● Exercise goal
Pictures excluded, copy all of the data below exactly.
(Task data)
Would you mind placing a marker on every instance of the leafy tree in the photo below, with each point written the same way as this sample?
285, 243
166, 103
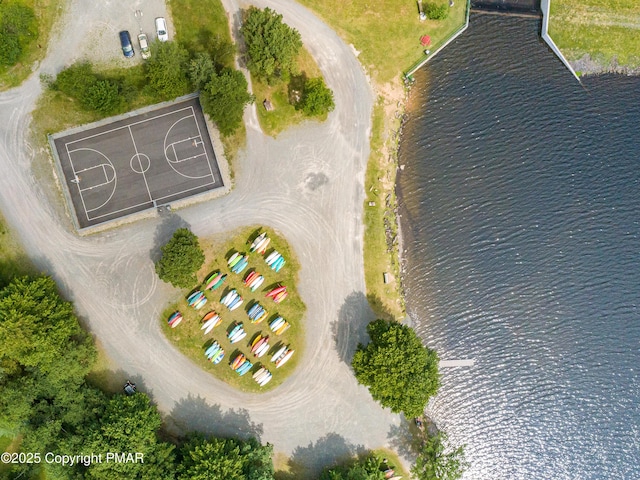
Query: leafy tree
166, 71
222, 459
129, 424
224, 98
436, 11
365, 468
437, 461
272, 46
398, 370
181, 259
317, 98
201, 69
104, 97
18, 28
(End Task data)
● Your response
Would you mind placing a marker on every instance of the leafy tree in the photo below, with each point written the same way as this sample?
285, 243
166, 103
Query: leafy tree
166, 71
222, 459
129, 424
224, 98
436, 11
365, 468
437, 461
272, 46
398, 370
181, 259
317, 98
201, 69
104, 97
18, 28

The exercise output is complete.